• _Instrucciones_:
1. Según el fragmento sobre Málaga, ¿en qué año estuvo en Londres quien escribe?
2. Enumera en orden los medios de transporte que, según el fragmento sobre Málaga, hubo que tomar en Londres después del vuelo desde Málaga para llegar al destino final.
3. Redacta la continuación del fragmento sobre Málaga a partir de su última oración.

• _Fragmento de página_:
===============

Hace unos cuantos días escuchaba hablar a un urbanista catalán del milagro conseguido tras el embellecimiento de la ciudad malacitana. Muchas veces, los que la recorremos con frecuencia, no notamos los cambios significativos que se van produciendo cada día. Esta metamorfosis tiene como consecuencia inmediata el que se ha convertido en bella y agradable para el visitante y bastante incómoda para el indígena.


Recuerdo mi primera visita a las grandes capitales del mundo, en especial cuando estuve en Londres allá por el 1973. Para llegar a mi destino final, amén del vuelo desde Málaga, tuve que coger un tren, un autobús, otro tren, un metro y, finalmente un taxi. Toda una odisea.

En nuestra ciudad pasa algo similar: tengo que bajar en el coche hasta el autobús, desplazarme en el mismo hasta donde puedo (ahí están las eternas obras del metro que impiden más recorrido) y, posteriormente recorrer a pie mi particular Tour por “the center of de town”, frase que no he dejado de escuchar a lo largo de toda la mañana pronunciada por los guías, provistos de megáfonos, que pululan por nuestras calles rodeados de turistas.

===============

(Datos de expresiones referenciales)
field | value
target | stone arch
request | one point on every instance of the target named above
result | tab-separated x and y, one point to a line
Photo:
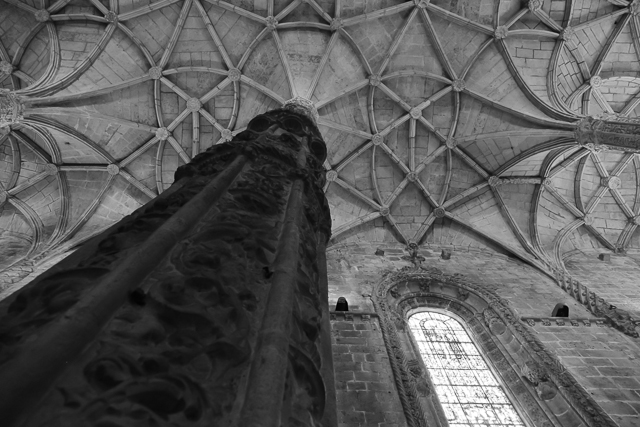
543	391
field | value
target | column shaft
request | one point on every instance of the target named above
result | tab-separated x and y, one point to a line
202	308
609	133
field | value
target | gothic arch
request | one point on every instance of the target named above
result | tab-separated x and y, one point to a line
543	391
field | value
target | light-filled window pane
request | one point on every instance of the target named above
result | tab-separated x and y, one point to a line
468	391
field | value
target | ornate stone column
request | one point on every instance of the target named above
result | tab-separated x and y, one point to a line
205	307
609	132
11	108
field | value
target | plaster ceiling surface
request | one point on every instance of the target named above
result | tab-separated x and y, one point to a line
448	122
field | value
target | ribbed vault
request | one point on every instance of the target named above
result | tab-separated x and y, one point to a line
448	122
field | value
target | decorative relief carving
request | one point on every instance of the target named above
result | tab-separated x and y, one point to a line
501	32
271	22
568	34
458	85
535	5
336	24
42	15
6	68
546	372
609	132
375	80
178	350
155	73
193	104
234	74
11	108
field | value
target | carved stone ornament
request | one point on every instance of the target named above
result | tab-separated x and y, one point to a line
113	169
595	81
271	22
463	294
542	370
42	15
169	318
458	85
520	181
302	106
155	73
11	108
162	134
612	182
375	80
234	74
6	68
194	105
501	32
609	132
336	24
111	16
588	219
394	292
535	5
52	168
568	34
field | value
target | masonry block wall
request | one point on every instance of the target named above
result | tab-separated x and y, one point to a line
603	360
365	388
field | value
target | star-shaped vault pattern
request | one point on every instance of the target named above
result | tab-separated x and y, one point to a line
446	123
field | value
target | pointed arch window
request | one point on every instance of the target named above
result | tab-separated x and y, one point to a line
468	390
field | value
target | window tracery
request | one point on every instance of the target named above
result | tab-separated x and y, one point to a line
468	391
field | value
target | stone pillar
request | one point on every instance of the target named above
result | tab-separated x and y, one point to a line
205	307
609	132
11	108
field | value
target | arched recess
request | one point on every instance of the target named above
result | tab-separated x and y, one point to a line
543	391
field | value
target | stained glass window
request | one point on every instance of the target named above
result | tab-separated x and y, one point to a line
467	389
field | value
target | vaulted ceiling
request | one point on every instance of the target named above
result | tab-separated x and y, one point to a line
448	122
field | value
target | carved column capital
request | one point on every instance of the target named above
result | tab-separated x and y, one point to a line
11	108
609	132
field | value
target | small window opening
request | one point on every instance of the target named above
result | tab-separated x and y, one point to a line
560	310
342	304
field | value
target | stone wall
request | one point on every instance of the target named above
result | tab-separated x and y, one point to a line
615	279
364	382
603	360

===============

• _Respuestas redactadas_:
1. En 1973.

2. Tren, autobús, otro tren, metro y taxi.

3.
Málaga se ha convertida en una mezcla a la española de un zoco marroquí, del SOHO londinense y la “rive gauche” parisina. Riadas de turistas a pié, en bicicleta, en una especie de carritos hindúes, en patineta y en unos bichos con dos ruedas -que no se como se llaman-, recorren las calles, comen y beben en los cien mil bares, garitos, restaurantes, puestos de almendras y similares, compran baratijas típicas mientras arrasan los monumentos con sus móviles y tablets en ristre y con sus pintas de guiris consuetudinarias.

Todo ello crea una atmosfera especial. Una ciudad llena de obras en su corazón, con una plaza principal invadida por una especie de grada del Roland Garrós y rodeada por centenares de niños (y sus padres correspondientes) que cambian estampas en una esquina de la misma. Un conato de manifestación reivindicativa ocupa otra parte y, el resto, los habituales vendedores de relojes de segunda mano y otros comercios similares.

Caminar por la zona es casi imposible, entrar a la catedral para hacer oración es una aventura, circular por calle Santa María… un slalom entre mesas de bares, expositores de zarandajas y ¡hasta un nazareno perfectamente equipado en la puerta de una antigua cerería!

Mientras tanto, enfrente, en la esquina de calle Sánchez Pastor me topo por una mesa llena de refrescos que ocupan cinco damas perfectamente ataviadas a lo musulmán con sus cabezas cubiertas y unos ropajes que indican poderío económico.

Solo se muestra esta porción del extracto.